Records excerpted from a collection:

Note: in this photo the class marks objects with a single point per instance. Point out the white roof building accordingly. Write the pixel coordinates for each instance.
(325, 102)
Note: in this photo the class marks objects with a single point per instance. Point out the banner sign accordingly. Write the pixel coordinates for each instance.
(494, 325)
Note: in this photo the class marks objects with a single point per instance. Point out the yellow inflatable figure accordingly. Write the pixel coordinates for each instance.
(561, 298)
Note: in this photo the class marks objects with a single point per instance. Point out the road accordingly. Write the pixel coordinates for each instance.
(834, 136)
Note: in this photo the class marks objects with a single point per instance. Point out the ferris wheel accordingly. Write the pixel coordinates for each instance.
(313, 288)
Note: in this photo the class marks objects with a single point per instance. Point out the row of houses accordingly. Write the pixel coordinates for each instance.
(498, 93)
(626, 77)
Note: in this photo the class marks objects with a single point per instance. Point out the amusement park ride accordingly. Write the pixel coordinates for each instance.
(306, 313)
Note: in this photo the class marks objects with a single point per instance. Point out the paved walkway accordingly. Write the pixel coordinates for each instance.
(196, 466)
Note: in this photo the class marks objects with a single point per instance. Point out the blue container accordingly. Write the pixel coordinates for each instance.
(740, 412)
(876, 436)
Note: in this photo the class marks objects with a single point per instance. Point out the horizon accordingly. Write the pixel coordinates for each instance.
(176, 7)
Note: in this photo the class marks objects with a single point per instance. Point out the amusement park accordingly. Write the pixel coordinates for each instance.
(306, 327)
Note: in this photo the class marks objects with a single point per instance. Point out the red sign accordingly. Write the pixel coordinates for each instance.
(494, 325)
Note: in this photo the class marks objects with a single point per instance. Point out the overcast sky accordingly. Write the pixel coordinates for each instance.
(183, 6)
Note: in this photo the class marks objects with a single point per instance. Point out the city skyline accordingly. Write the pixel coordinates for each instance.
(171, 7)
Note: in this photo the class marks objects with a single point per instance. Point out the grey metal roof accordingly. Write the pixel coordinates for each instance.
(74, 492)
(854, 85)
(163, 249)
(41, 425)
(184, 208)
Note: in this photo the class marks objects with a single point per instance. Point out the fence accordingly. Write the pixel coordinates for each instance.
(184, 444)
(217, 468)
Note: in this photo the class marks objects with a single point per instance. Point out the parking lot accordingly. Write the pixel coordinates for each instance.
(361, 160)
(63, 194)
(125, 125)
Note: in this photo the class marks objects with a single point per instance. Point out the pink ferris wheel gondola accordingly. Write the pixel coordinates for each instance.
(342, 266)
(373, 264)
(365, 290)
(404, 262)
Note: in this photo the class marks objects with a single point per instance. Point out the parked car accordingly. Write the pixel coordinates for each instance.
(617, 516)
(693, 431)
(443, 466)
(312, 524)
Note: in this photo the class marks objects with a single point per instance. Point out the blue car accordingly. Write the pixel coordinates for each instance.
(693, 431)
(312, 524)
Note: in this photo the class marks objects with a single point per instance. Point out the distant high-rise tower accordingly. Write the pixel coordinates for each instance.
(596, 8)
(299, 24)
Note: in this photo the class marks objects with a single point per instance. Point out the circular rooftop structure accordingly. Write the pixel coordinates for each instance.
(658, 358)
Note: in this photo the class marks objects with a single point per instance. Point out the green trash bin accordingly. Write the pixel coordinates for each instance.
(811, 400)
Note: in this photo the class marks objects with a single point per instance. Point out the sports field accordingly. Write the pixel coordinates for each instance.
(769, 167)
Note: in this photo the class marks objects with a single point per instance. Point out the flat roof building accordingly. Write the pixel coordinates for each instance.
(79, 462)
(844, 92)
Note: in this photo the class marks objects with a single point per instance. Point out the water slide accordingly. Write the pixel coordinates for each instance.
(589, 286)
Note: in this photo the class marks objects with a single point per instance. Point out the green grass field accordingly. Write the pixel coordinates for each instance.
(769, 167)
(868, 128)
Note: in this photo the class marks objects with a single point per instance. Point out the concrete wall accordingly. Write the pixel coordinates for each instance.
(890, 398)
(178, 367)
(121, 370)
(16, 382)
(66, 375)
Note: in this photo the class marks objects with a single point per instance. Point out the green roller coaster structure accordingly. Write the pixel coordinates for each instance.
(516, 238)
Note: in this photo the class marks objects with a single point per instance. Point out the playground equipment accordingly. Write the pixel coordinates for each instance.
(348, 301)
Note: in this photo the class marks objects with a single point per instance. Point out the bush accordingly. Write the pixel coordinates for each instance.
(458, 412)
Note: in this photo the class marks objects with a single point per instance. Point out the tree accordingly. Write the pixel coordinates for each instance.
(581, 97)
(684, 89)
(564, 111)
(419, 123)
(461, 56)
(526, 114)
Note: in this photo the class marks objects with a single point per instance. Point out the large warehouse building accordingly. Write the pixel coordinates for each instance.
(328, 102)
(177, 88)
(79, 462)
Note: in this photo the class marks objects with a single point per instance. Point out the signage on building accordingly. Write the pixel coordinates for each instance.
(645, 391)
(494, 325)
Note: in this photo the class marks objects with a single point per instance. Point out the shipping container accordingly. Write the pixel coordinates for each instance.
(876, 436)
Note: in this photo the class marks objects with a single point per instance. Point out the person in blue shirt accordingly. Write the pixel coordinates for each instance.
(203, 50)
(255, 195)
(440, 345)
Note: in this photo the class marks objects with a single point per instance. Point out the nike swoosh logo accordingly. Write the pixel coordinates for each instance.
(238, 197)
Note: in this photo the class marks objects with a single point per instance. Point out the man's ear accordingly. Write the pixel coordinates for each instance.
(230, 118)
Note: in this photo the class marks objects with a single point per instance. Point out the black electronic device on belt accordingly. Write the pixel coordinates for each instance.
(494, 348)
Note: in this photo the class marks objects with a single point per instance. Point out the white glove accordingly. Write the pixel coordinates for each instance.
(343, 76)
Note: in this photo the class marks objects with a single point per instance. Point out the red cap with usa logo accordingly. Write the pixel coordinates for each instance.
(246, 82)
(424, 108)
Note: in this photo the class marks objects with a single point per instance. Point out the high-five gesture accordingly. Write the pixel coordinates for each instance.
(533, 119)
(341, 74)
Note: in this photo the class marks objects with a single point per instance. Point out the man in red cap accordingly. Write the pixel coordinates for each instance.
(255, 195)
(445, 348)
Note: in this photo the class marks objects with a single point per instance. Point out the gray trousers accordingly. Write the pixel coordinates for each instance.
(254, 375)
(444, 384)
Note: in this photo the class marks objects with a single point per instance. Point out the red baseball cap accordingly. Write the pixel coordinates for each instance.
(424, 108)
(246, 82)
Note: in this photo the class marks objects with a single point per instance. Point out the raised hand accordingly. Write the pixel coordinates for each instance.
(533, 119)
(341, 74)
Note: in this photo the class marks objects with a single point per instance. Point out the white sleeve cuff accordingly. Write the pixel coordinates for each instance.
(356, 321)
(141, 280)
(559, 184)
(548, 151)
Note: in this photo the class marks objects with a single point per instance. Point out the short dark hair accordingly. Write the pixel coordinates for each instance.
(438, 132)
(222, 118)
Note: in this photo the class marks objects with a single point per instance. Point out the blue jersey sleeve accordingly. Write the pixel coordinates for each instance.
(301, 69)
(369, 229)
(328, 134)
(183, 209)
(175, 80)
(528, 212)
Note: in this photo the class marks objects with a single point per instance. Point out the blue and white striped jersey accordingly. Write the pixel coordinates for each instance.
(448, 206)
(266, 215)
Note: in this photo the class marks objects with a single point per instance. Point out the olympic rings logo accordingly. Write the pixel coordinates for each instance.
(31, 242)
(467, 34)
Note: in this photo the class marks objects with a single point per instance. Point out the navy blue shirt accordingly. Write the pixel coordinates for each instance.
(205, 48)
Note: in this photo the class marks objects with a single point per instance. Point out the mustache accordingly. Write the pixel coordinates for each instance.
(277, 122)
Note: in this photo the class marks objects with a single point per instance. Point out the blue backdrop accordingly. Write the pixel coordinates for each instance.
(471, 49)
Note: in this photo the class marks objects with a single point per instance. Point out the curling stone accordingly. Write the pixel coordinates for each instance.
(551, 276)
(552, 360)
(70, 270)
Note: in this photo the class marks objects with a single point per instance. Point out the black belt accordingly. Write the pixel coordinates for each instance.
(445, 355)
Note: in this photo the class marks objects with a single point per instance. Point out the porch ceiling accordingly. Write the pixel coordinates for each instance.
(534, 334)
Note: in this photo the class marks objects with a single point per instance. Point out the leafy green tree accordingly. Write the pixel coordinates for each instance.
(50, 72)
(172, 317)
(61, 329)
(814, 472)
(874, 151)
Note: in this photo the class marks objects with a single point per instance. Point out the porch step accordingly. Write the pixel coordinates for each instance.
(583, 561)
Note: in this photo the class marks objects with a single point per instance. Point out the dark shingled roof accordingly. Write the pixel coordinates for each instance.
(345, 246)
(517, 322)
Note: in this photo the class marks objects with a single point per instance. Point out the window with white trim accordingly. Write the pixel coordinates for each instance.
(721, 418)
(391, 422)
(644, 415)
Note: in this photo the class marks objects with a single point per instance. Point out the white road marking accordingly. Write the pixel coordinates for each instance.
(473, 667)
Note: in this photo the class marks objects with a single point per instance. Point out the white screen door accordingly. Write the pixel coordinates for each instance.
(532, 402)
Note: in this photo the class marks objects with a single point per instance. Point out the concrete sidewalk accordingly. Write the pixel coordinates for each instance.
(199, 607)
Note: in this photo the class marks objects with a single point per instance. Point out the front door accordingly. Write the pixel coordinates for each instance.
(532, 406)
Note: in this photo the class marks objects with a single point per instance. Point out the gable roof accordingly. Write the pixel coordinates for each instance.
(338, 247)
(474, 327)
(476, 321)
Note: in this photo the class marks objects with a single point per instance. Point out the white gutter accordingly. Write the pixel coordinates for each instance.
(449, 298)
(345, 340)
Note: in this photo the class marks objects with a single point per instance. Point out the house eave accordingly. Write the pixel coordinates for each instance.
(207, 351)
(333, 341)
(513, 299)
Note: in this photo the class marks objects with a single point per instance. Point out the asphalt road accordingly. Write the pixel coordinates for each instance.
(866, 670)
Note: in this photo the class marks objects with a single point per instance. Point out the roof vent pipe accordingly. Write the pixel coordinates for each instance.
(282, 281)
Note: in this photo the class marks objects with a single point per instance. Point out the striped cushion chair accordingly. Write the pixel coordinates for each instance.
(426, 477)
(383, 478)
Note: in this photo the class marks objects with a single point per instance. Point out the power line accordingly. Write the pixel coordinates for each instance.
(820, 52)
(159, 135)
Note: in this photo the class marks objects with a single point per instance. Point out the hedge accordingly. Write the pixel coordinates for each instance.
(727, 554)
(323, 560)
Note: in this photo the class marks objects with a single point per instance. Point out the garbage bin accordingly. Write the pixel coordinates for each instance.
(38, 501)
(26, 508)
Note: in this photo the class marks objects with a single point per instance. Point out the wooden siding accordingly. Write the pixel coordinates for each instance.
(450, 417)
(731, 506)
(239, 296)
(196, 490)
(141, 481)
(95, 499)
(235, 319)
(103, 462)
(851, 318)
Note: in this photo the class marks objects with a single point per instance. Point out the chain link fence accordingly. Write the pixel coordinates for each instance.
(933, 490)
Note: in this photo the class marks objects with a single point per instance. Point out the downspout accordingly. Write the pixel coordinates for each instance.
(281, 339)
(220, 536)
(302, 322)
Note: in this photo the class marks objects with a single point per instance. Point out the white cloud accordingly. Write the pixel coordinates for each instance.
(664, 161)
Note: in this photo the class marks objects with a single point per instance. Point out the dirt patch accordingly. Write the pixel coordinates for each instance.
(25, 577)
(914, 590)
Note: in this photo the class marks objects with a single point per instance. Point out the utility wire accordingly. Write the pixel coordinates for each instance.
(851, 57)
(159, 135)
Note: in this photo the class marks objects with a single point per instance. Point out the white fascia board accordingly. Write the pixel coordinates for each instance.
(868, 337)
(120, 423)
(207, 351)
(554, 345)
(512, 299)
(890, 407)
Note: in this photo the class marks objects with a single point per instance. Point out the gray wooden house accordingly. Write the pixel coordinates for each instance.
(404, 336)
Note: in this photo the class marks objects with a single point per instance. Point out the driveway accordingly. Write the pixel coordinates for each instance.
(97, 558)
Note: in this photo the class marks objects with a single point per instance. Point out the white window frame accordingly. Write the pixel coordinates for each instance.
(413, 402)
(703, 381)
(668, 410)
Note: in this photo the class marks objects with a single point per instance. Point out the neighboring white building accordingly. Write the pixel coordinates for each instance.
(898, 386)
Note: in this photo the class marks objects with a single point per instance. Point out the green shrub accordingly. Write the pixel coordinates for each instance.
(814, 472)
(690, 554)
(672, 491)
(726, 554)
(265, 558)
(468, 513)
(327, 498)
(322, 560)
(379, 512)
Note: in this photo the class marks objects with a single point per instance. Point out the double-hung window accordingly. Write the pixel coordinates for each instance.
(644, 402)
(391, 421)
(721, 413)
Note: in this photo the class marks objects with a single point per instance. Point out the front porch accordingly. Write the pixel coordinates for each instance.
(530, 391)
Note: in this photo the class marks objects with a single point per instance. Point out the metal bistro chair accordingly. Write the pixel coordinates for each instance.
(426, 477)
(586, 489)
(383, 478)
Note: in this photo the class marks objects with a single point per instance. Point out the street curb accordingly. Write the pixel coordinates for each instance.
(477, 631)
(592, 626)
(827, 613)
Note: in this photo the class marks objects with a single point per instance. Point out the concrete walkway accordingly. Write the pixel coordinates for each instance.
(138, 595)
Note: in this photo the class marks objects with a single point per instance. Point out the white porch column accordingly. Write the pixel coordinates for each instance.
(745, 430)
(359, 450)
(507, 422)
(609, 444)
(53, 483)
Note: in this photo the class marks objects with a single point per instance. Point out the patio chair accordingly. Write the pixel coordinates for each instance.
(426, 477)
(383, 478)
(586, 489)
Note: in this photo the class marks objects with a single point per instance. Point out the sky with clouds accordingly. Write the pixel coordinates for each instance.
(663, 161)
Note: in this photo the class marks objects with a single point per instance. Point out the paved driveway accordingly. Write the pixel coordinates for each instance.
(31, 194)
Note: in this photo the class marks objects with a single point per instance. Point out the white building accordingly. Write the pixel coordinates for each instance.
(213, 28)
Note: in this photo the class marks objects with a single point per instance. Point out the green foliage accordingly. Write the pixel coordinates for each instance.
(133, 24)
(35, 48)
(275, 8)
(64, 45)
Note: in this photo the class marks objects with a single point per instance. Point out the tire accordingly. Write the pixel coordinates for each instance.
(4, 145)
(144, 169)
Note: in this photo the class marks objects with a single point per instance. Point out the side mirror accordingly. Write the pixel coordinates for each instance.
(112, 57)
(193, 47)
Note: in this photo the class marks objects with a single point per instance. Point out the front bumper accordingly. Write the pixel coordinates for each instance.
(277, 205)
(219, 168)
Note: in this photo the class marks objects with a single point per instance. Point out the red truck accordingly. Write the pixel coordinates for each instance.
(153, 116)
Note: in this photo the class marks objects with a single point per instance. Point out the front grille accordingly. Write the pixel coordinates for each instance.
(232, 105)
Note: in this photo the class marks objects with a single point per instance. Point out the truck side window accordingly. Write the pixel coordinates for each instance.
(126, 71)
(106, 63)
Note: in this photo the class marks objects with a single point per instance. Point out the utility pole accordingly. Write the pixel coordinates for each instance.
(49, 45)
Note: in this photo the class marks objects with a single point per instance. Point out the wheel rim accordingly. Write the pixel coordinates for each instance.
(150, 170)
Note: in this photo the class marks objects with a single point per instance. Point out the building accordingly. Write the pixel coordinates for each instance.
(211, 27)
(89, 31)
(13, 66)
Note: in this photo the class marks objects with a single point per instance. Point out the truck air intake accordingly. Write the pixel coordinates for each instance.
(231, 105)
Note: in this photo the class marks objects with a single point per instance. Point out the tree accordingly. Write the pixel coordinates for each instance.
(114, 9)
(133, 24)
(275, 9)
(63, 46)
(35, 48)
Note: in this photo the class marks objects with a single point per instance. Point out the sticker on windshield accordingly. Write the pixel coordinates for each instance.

• [Instruction]: Every line from the one containing "the green foliage" through the last line of the entries must be written out verbatim, and no other line.

• [Expected answer]:
Note: in this photo the class marks objects with a single point per instance. Point out the green foliage accordingly. Write the pixel coordinates for each instance.
(133, 24)
(35, 48)
(275, 8)
(64, 45)
Note: in this photo the class marks objects with a single point per instance. Point out the tire accordingly. Write the pixel coordinates for each instance.
(4, 145)
(144, 169)
Note: in this photo the class marks objects with a single point per instance. Point out the side mirror accordingly. Write the pixel coordinates for each instance.
(112, 57)
(193, 47)
Note: in this photo the class marks objects with a single point per instance. Point out the front bumper accordingly. Write the pixel coordinates for each instance.
(277, 205)
(219, 168)
Note: in this photo the class marks objects with a single point per instance. Point out the red truck accordingly. Write the pixel coordinates for each instance.
(153, 116)
Note: in this photo the class marks objects with a single point per instance. Point out the front grille accordingly. Write the pixel coordinates for each instance.
(232, 105)
Note: in this photo the class marks objects with a single point per instance. Point out the truck side window accordingly. Write the pixel coordinates for each instance.
(126, 71)
(106, 63)
Note: in this photo the class marks objects with a single point per instance. Point out the utility pole accordingly. Write the pixel coordinates for each instance.
(49, 45)
Note: in this photo the class marks objects with a single point per instance. Point out the wheel rim accordingly. Write the pixel coordinates for each instance.
(150, 170)
Note: in this photo the class marks objects with a single point per instance. Point out the building accordingly. Write the pixel coordinates for each instance.
(211, 27)
(89, 31)
(13, 66)
Note: in this photo the class marks objects with a single point per instance. Point out the truck air intake accordingly. Write the pixel coordinates for each instance.
(231, 105)
Note: in this photo the class marks objects with a single point per instance. Point out the tree accordingly. Write the pixel coordinates for each instance.
(114, 9)
(133, 24)
(275, 9)
(63, 46)
(35, 48)
Note: in this photo the class marks objects with a single point per instance. Point out the sticker on windshield accordingly. Write the pixel coordinates for each instance.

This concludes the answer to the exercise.